> _STATED TASK 1_
Please output the records that follow the Shelby GT500 review word for word, leaving out the pictures.
> _STATED TASK 2_
Carry the Shelby GT500 review forward, starting right after its final sentence.

> _EXCERPT TO READ_
--------
2013 Ford Mustang Shelby GT500
No trust fund required for this blue-collar, 200-mph monster.
May 2012
BY SAM SMITH
Voltaire once wrote, “The superfluous, a very necessary thing.” What, then, should we make of a warranty-equipped Ford Mustang with 662 hp and a claimed 200-mph top speed? Is there a deeper philosophical argument to be made about the necessity of a live-axle production car with more power than an overclocked supercollider? Does the vehicle in question—the 2013 Ford Shelby GT500—teach us about the nature of right and wrong, indulgence and restraint?
Perhaps. But mostly, it just hauls mind-bending ass. Be a good, excess-loving American, and don’t overthink it.
With a car like this, you inevitably focus on the numbers: The $54,995 GT500 coupe likely will turn in a 0-to-60 sprint of 3.7 seconds. Ferociously tall gearing means that third gear is good for 140 mph and first gear is long enough to reach highway speeds. Even so, the quarter-mile should pass in 11.7 seconds. Slam a redline shift from second to third, and you’ll hear the rear tires chirp.
A college professor of mine once used the words “big juice” to describe America’s above-ground nuclear tests in the 1940s, the ones that vaporized entire Pacific atolls. I will now borrow the phrase: This car is big juice.
Heart of the Matter
The GT500 was developed by Ford’s SVT division, the same loon lab responsible for the Ford GT and F-150 SVT Raptor. Like a lot of SVT products, it seems dominated by its engine. The 5.8-liter, 631-lb-ft, supercharged V-8 underhood is a punched-out version of the aluminum-block 5.4 used in the 2011–2012 GT500, which was itself essentially a wet-sump evolution of the V-8 used in the GT. The previous engine’s massive 105.8-mm stroke remains, but cylinder bore balloons from 90.2 to 93.5 mm. (Ford claims that the block is now at its limits and can be stretched no larger.) Compression ratio rises from 8.4:1 to 9.0; like its predecessor, the 5.8 uses plasma-transferred wire-arc bore coatings and billet main-bearing caps, but it also gets a larger oil pump, an aluminum sump, piston oil squirters, and additional coolant passages. The Eaton supercharger in the engine’s valley displaces 2.3 liters, spins faster than the last GT500’s blower, cranks out 14.0 psi at maximum boost (up from 9.0), and takes more horsepower to operate than is produced by the current Ford Fiesta. It looks big enough to inhale a small dog.
SVT chief engineer Jamal Hameedi says the 2013 program “started with an engine and then bled over to touch every part of the car.” Staring at the new car’s gaping front air intake—there is no real radiator grille, just a maw the size of Kansas that lets you reach in and molest a couple of heat exchangers—it’s hard to doubt him. (Question for future ’13 GT500 owners: How expensive is a bird strike on this thing? The intake looks capable of hoovering a hundred pigeons.)
--------
> _DATA LISTING_
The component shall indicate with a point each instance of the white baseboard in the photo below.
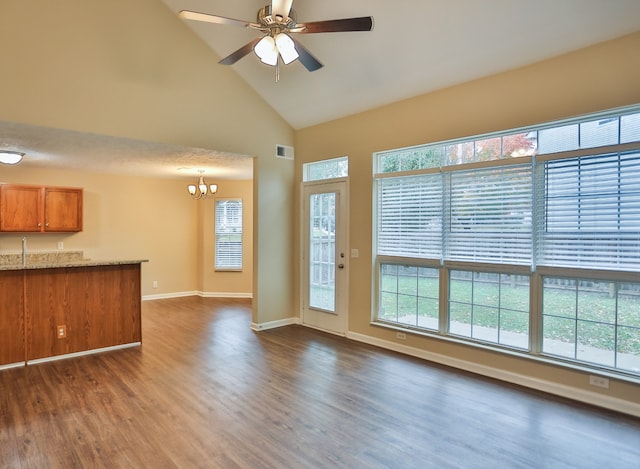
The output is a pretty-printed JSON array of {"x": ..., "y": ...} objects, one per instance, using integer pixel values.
[
  {"x": 225, "y": 295},
  {"x": 163, "y": 296},
  {"x": 592, "y": 398},
  {"x": 274, "y": 324},
  {"x": 83, "y": 353}
]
--------
> _REPLY 1_
The component shall indicate with a point each instance of the white baseboard in the photo below.
The output is a pretty-printed JSON array of {"x": ..., "y": ...} objects, one per instance, using integer pixel values.
[
  {"x": 225, "y": 295},
  {"x": 163, "y": 296},
  {"x": 592, "y": 398},
  {"x": 274, "y": 324},
  {"x": 83, "y": 353}
]

> _REPLY 2_
According to Hameedi, the GT500’s development team focused on three bogeys: 650 hp, 600 lb-ft, and 200 mph. The production car bests the engine targets, but the added grunt required a host of driveline upgrades, and the 200-mph figure necessitated a heap of added cooling capacity. Twin fuel pumps (a Mustang GT’s single supply pump, twice over), larger fuel injectors, a grippier and larger-diameter clutch, a larger fan, a three-row intercooler (the previous car used a double-row unit), a beefed-up Tremec 6060 six-speed with an internal oil pump, and a single-piece carbon-fiber driveshaft come along for the ride. The carbon shaft is both lighter and stronger than its two-piece steel forebear, but chiefly, it doesn’t use a center support bearing, cutting frictional losses. It also doesn’t go into resonance between 150 and 200 mph like the old unit. Larger Brembo brakes with six-piston caliper front discs, reinforced axle tubes, and countless tiny aero tweaks round things out for the base GT500.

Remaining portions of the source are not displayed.